**Material**
## Begin
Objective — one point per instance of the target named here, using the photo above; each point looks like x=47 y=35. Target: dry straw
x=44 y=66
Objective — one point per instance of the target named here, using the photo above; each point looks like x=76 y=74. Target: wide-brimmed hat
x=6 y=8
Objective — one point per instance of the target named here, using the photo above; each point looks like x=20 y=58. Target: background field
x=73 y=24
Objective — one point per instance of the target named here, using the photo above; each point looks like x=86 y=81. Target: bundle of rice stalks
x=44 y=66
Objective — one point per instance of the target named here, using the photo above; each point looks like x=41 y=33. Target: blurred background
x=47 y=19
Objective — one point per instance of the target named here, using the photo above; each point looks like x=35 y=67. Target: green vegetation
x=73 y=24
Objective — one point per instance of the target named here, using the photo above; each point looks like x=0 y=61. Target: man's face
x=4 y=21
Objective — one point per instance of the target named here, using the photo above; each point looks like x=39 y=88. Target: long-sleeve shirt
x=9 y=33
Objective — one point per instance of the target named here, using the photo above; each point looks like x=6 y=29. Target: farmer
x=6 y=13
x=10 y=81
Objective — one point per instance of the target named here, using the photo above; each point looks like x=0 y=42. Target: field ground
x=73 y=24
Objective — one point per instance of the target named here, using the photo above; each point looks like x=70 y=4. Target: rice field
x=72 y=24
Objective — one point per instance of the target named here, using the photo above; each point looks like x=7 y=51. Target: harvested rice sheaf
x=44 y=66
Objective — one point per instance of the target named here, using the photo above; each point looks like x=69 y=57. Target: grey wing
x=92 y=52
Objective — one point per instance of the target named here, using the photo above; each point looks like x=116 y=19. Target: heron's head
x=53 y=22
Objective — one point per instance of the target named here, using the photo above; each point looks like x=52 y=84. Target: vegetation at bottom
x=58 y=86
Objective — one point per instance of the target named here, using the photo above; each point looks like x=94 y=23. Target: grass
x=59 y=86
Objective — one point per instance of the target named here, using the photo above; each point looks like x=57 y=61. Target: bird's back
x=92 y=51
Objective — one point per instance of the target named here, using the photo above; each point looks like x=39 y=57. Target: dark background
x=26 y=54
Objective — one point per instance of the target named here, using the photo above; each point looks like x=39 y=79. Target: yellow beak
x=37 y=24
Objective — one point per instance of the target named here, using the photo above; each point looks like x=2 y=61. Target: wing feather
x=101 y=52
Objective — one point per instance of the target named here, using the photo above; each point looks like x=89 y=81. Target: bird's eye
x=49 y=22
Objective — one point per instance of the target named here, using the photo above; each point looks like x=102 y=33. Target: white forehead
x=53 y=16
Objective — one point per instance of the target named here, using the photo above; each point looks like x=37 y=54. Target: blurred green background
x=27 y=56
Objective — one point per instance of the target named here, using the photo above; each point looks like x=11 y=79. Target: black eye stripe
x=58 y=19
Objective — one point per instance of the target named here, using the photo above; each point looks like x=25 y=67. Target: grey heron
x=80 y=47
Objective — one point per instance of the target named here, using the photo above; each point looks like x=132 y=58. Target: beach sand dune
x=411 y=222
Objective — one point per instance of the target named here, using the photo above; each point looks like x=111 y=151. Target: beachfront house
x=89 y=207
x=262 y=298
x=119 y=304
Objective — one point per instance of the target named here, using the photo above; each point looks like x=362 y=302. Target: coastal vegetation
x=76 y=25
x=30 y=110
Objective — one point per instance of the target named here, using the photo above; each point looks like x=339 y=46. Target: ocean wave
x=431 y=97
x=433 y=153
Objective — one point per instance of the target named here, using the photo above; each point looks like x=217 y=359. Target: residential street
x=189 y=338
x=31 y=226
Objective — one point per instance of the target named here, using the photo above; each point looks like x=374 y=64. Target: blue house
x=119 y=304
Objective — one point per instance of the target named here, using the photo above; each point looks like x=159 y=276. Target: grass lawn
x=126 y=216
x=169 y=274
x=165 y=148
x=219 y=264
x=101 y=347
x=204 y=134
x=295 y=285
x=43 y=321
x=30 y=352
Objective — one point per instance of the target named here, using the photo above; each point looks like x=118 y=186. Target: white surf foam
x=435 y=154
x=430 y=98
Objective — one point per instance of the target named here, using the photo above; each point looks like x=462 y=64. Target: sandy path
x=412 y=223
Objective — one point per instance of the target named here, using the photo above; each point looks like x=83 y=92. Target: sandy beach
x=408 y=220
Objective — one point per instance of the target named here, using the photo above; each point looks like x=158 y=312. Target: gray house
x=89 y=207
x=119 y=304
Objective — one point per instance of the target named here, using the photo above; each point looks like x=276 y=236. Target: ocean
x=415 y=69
## End
**Exercise goal**
Copy the material word for word, from the line that contains "y=236. Target: ocean" through the end of the material.

**Answer for this exercise**
Objective — one point per instance of the target named here, using the photo above; each point looks like x=276 y=236. Target: ocean
x=415 y=69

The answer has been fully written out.